--- PROVIDED DATA ---

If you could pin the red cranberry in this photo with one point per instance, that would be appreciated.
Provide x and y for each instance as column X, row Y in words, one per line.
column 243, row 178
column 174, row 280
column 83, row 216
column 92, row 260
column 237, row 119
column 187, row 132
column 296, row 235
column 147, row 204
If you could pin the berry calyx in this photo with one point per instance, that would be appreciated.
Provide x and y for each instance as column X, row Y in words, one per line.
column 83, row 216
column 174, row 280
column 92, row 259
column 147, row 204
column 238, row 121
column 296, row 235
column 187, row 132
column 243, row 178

---
--- PROVIDED DATA ---

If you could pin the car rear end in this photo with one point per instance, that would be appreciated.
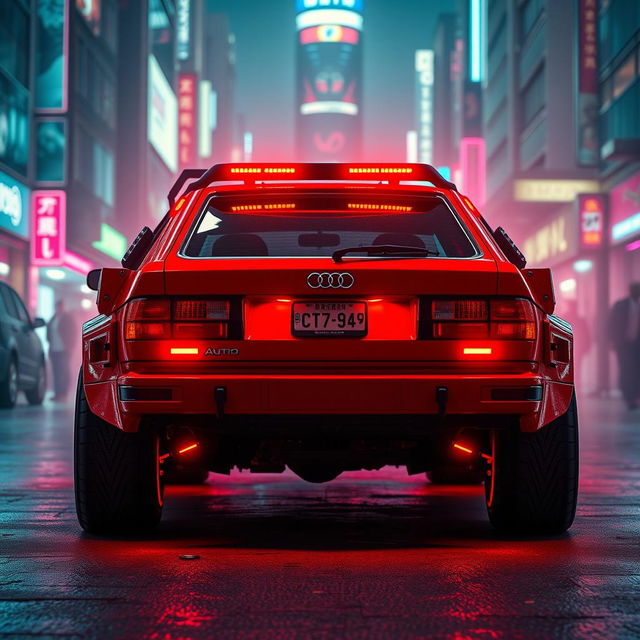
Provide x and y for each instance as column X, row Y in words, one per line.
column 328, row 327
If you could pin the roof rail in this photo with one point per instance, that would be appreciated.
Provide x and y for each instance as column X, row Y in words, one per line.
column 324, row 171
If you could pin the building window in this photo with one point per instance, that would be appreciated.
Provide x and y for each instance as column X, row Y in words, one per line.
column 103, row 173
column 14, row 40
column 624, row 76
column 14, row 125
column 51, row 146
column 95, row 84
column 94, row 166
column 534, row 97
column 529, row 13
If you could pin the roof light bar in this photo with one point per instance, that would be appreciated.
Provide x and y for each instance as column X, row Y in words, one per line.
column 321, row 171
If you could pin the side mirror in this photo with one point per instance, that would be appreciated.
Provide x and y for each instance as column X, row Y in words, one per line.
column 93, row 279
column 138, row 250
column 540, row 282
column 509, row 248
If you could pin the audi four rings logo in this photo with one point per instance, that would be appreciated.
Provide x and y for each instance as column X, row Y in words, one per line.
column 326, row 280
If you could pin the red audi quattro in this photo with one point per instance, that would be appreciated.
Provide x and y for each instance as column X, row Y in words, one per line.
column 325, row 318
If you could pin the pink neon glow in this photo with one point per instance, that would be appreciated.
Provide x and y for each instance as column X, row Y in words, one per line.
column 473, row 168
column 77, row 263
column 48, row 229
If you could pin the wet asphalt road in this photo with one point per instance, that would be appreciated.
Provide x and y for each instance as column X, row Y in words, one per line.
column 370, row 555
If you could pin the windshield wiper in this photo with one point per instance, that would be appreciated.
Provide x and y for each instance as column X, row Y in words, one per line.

---

AIM OF THE TASK
Find the lines in the records above that hold the word "roof", and give only how many there are.

SOLUTION
2